Records drawn from a dataset:
★ ★ ★ ★ ★

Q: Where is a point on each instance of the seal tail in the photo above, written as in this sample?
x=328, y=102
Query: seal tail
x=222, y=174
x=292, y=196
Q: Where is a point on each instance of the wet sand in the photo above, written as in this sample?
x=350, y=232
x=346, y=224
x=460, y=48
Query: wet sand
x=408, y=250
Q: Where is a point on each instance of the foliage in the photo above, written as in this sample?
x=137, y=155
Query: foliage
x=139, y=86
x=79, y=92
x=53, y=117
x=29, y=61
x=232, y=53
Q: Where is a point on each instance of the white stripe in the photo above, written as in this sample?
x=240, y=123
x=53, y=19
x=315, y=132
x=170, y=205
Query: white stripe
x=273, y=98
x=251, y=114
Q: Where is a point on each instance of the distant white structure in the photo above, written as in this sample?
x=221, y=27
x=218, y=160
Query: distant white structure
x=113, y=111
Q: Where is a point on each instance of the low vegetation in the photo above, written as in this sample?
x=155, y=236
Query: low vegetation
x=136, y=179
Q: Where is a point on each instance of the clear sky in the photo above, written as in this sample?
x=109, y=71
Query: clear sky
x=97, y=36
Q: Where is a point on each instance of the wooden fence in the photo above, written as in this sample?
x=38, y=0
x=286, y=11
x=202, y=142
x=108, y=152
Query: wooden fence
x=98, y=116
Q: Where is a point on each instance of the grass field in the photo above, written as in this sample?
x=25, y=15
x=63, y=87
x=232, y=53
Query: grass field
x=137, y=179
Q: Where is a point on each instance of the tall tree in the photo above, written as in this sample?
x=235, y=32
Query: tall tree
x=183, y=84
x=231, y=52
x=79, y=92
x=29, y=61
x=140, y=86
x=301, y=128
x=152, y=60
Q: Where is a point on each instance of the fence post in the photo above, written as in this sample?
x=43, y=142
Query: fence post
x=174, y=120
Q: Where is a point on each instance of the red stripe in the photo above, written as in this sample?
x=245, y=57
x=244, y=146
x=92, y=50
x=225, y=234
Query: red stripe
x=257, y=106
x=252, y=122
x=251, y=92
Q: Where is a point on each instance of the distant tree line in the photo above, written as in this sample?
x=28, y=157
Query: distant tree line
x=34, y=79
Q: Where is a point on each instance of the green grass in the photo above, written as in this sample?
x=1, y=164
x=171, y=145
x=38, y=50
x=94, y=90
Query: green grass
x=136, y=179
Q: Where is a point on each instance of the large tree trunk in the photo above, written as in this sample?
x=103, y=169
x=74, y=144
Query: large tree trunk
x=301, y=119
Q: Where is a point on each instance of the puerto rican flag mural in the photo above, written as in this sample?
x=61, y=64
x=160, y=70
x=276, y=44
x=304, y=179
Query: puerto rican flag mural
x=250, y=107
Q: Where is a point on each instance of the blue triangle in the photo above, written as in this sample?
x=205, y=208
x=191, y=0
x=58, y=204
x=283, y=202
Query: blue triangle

★ ★ ★ ★ ★

PROBLEM DESCRIPTION –
For the word "triangle", state how many lines of the entries contain it, with nothing else.

TASK RESULT –
2